__Requirement__: Print only the lines from the top of the data through the line with "each like (279,215).", both included, skipping every picture.

__Data items__:
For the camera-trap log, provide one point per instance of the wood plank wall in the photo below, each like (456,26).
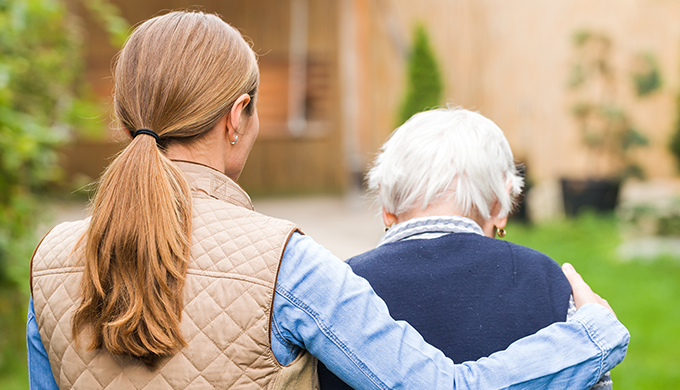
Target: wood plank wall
(511,60)
(278,163)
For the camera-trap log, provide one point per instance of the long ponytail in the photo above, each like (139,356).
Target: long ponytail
(178,74)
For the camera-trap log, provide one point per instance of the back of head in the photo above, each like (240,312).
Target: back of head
(446,155)
(177,75)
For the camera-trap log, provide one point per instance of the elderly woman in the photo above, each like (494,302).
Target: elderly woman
(447,182)
(176,282)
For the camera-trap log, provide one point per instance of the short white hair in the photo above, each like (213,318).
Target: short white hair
(447,154)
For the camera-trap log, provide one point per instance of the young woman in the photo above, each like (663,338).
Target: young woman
(176,282)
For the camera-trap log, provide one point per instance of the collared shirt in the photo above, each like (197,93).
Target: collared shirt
(321,306)
(430,227)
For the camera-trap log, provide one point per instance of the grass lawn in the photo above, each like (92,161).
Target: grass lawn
(645,294)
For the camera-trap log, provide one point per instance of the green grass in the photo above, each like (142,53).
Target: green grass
(645,294)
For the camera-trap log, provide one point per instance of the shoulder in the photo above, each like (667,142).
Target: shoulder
(55,248)
(216,212)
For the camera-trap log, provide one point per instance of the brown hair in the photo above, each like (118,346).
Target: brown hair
(178,75)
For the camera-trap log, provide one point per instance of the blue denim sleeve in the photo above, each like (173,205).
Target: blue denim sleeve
(321,306)
(39,372)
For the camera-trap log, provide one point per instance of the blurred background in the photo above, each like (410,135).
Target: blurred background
(587,93)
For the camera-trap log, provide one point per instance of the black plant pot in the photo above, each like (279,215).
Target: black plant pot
(601,196)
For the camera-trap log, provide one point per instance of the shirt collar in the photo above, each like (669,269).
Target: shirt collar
(430,227)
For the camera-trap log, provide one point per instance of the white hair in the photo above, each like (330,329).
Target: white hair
(447,154)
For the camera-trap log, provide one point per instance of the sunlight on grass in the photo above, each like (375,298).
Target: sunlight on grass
(644,294)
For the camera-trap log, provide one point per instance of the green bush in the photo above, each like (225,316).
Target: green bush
(424,85)
(43,98)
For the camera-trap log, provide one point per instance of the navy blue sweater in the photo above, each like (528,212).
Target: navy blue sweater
(467,294)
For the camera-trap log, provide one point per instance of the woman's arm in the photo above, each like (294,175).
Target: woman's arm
(39,371)
(321,306)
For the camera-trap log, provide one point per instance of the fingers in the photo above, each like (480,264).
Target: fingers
(582,292)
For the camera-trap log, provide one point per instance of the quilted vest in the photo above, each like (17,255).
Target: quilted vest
(228,297)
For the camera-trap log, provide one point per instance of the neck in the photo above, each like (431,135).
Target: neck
(447,209)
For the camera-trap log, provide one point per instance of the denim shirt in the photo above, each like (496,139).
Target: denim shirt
(321,306)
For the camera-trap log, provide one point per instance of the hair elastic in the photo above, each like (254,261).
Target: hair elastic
(147,132)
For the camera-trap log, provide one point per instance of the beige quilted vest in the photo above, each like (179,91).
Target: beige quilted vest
(228,298)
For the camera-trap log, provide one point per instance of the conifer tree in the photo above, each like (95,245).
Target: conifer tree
(424,85)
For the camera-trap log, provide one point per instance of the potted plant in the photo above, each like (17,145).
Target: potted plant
(607,131)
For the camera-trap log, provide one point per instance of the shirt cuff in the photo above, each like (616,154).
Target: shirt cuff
(608,333)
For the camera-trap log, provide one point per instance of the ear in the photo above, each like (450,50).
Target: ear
(234,116)
(500,222)
(389,219)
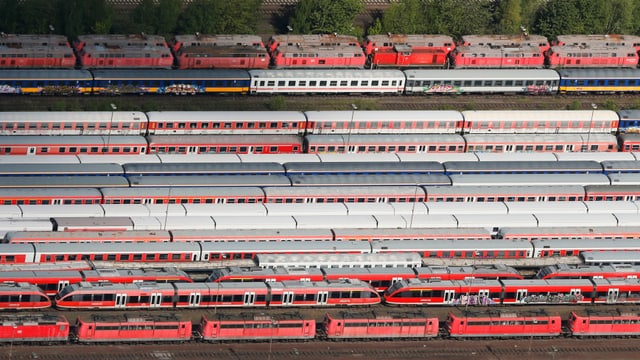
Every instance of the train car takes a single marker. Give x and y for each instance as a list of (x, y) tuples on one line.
[(308, 261), (133, 327), (392, 143), (448, 249), (37, 56), (523, 39), (346, 194), (257, 326), (50, 196), (383, 122), (182, 195), (444, 292), (33, 328), (379, 42), (307, 56), (610, 257), (236, 250), (129, 40), (502, 324), (612, 193), (601, 322), (342, 292), (249, 274), (629, 121), (326, 82), (106, 295), (103, 57), (72, 144), (598, 40), (169, 82), (47, 82), (519, 167), (253, 235), (569, 232), (21, 296), (581, 271), (376, 325), (573, 247), (485, 81), (505, 143), (159, 252), (541, 121), (493, 57), (224, 144), (616, 291), (507, 193), (226, 122), (599, 81), (96, 236), (202, 51), (577, 56), (275, 41), (552, 291)]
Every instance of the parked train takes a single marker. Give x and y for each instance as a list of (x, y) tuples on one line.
[(320, 51), (336, 326), (367, 122), (314, 81)]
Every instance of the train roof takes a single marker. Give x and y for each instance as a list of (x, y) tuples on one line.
[(60, 169), (37, 74), (338, 260), (339, 74), (372, 191), (528, 179), (590, 73), (506, 190), (605, 39), (384, 115), (227, 116), (178, 74), (483, 74), (361, 167), (539, 115), (523, 166)]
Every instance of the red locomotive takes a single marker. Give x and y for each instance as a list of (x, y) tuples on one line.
[(372, 325), (201, 51), (399, 50), (576, 56), (593, 322), (22, 296), (34, 328), (497, 323), (470, 57), (257, 326), (132, 328)]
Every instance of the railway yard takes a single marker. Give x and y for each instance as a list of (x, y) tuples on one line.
[(490, 214)]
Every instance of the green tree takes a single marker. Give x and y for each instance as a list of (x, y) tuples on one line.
[(326, 16), (508, 17)]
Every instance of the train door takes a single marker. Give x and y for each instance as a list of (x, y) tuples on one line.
[(249, 298), (155, 300), (323, 296), (62, 284), (448, 296), (121, 300), (194, 299), (287, 298)]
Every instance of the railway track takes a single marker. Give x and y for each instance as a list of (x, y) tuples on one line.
[(300, 103)]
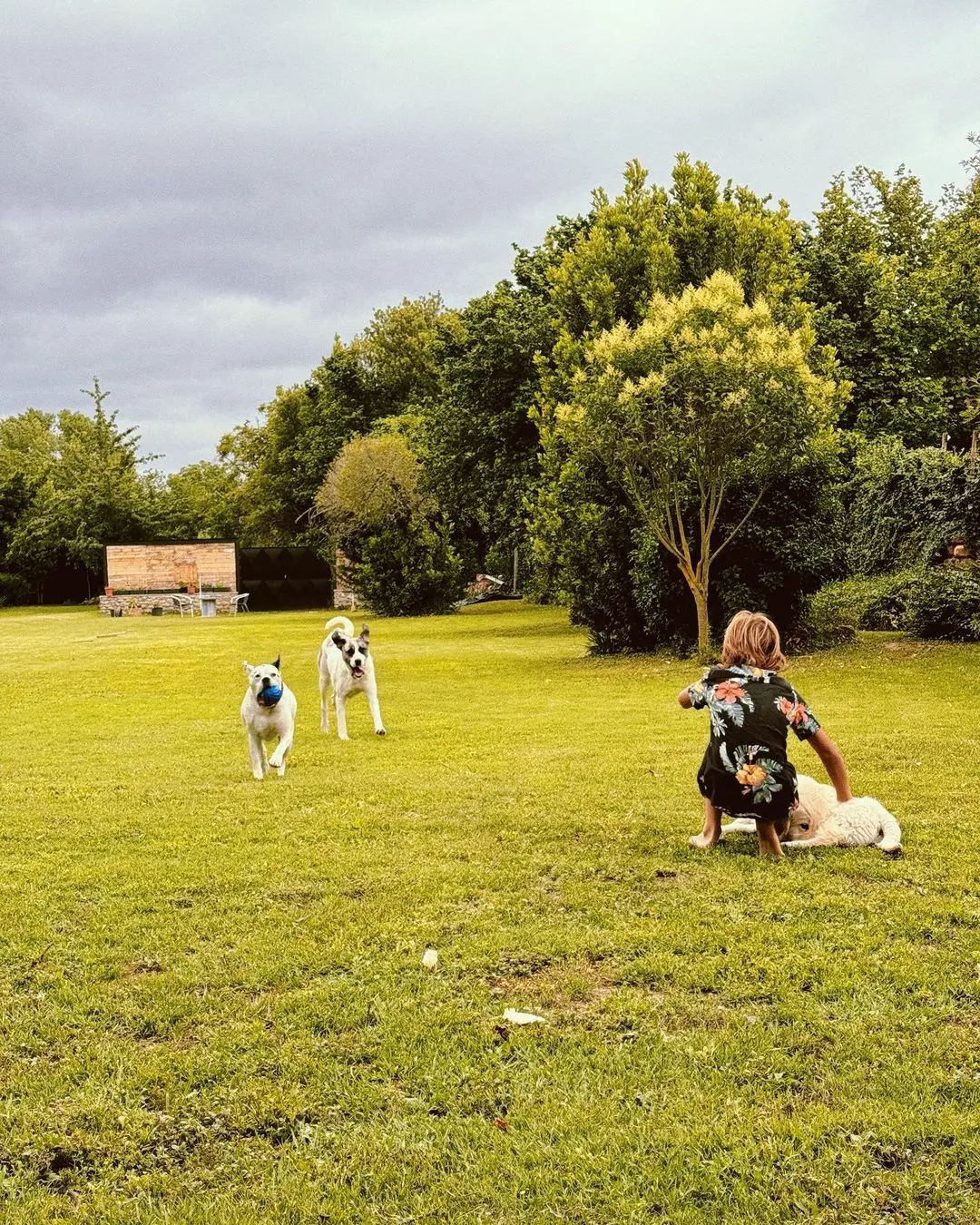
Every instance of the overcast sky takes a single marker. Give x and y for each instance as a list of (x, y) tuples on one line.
[(198, 196)]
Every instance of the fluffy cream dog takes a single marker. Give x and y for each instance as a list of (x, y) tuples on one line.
[(346, 667), (269, 712), (821, 821)]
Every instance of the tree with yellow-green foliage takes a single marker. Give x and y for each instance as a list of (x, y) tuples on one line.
[(707, 395)]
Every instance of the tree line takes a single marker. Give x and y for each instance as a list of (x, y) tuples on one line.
[(663, 409)]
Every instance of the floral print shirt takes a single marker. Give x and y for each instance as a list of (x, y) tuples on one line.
[(745, 770)]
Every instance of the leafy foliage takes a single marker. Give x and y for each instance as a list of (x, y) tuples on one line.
[(399, 556), (906, 506), (479, 441), (838, 610), (945, 603), (706, 396)]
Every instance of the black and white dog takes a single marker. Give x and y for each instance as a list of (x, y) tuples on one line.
[(269, 712), (346, 667)]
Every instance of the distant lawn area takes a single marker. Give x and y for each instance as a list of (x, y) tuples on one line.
[(213, 1007)]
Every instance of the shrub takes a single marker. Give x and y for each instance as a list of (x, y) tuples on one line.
[(14, 590), (401, 561), (945, 603), (629, 592), (906, 506), (839, 610), (405, 569)]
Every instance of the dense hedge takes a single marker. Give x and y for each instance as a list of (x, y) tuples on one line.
[(906, 506), (945, 603), (936, 602)]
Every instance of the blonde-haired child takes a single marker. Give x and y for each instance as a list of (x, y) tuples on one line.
[(745, 770)]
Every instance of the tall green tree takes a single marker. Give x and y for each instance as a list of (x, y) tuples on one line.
[(706, 396), (86, 484), (865, 261), (948, 298), (479, 443)]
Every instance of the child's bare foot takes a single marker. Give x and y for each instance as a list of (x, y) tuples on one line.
[(769, 840)]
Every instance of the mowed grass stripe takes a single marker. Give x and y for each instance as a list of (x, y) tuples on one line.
[(213, 1001)]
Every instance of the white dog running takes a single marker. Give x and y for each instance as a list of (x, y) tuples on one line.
[(267, 717), (346, 667), (821, 821)]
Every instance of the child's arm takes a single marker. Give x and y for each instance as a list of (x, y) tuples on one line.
[(833, 762)]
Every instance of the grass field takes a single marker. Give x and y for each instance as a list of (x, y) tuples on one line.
[(212, 1004)]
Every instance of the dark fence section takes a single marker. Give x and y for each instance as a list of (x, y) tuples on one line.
[(66, 584), (284, 578)]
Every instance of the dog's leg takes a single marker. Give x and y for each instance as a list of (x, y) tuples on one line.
[(324, 701), (739, 826), (811, 843), (371, 693), (258, 755), (277, 761), (340, 716)]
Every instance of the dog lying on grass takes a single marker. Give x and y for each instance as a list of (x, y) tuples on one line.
[(269, 710), (821, 821)]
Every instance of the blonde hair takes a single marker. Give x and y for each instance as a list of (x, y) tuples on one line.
[(752, 639)]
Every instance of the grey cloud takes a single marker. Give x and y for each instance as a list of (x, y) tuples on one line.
[(196, 198)]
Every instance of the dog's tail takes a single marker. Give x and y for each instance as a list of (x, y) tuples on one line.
[(891, 835), (339, 622)]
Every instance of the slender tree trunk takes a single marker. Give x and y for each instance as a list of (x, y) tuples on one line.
[(703, 629), (699, 588)]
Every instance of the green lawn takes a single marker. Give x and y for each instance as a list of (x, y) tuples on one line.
[(213, 1007)]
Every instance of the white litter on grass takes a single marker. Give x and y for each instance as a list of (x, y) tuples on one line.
[(524, 1018)]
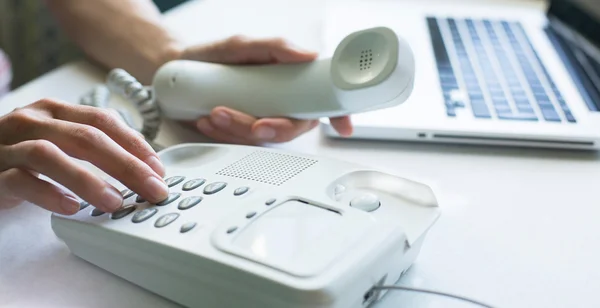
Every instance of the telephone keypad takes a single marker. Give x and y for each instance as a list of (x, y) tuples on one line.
[(193, 184), (172, 197), (165, 220), (97, 212), (214, 188), (187, 227), (127, 193), (83, 205), (189, 202), (144, 215), (123, 212), (241, 190), (174, 180)]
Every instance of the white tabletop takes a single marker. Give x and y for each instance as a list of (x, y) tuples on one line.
[(519, 227)]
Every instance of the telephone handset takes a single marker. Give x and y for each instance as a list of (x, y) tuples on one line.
[(370, 69)]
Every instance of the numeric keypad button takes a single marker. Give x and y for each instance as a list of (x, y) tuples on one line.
[(189, 202), (193, 184), (96, 212), (83, 205), (214, 188), (174, 180), (172, 197), (187, 227), (240, 191), (143, 215), (165, 220), (126, 193), (123, 212)]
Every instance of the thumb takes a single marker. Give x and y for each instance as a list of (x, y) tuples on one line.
[(242, 50)]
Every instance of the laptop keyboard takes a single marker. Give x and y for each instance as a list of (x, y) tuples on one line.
[(491, 68)]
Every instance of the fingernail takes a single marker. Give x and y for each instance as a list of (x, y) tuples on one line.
[(204, 126), (221, 119), (156, 165), (157, 189), (69, 204), (265, 133), (112, 199)]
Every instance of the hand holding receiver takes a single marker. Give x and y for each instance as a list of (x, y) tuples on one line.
[(370, 69)]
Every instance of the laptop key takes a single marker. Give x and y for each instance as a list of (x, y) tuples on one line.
[(480, 109), (570, 117), (550, 115), (517, 116)]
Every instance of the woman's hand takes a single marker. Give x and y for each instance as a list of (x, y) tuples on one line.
[(228, 125), (42, 137)]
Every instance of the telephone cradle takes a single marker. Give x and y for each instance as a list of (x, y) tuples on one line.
[(248, 226)]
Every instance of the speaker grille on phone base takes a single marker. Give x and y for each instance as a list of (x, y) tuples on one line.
[(267, 167)]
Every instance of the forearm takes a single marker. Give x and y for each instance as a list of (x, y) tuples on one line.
[(118, 33)]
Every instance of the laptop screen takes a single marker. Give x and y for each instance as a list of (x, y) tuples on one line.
[(575, 30), (582, 16)]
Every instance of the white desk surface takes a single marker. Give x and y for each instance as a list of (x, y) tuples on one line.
[(519, 228)]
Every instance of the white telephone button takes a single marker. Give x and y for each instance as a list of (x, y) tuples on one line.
[(193, 184), (214, 188), (189, 202), (174, 180), (172, 197), (240, 191), (143, 215), (166, 219), (187, 227), (127, 193), (367, 202)]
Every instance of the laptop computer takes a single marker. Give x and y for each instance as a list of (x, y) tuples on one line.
[(495, 73)]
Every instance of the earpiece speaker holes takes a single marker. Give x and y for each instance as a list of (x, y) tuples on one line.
[(366, 59)]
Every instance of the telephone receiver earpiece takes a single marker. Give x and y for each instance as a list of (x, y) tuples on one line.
[(370, 69)]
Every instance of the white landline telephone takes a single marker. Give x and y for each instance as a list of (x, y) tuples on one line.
[(258, 227)]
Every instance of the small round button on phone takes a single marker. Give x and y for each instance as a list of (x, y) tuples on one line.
[(127, 193), (367, 202), (174, 180), (240, 191), (339, 189), (187, 227)]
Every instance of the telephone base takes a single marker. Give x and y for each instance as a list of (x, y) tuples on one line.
[(285, 230)]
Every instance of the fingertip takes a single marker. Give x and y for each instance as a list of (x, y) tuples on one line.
[(204, 126), (69, 205), (264, 132), (156, 165), (343, 126)]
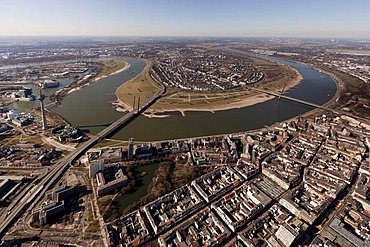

__Task solution__:
For the camera-trap log, provide one point per instance of the wood plank wall in the photo below, each like (456,26).
Target: wood plank wall
(511,60)
(278,163)
For the camera-trap log, provide one point per instance of the long ponytail in the photo above, each like (139,356).
Target: long ponytail
(178,74)
For the camera-trap log, provide one point per instance of the back of head in the photo above, each like (240,312).
Target: back of head
(446,155)
(177,75)
For the camera-trap log, provide one point per instance of the elderly woman in the photo above, each like (494,302).
Target: elderly woman
(447,182)
(176,282)
For the camera-trap log, provide one point per instance of the short white hair in the photo above, each like (213,318).
Target: short white hair
(447,154)
For the camera-trap log, provide one point per instance of the young woman in the photo above, each like (663,338).
Target: young woman
(176,282)
For the camera-trap log, provide one point per instance of the collared shirt in the photo above, each like (197,93).
Target: collared shirt
(321,306)
(430,227)
For the camera-trap log, provide one point per instance of the grass lawn in the photo above, each like (92,161).
Target: grass lawn
(645,294)
For the camera-trap log, provide one point per instance of the green grass in the photo above, each like (142,53).
Target: green grass
(645,294)
For the camera-trap log, provide one point per instance of the shoulder in the photo above, each like (667,142).
Target: shoulder
(55,248)
(216,212)
For the camera-trap log, provide one point per instance of the brown hair in the photo above, each like (118,346).
Target: brown hair
(178,75)
For the camera-trap log, provide one point per instance of the blue denim sleeve in the photo above, each like (173,205).
Target: blue denim sleeve
(321,306)
(39,372)
For the camera-trap log, provide one point per instance of the blurred background in the photo above, each like (410,135).
Target: blurred background
(587,93)
For the camera-trap log, provide one point per instance of the black plant pot in the photo above, each like (279,215).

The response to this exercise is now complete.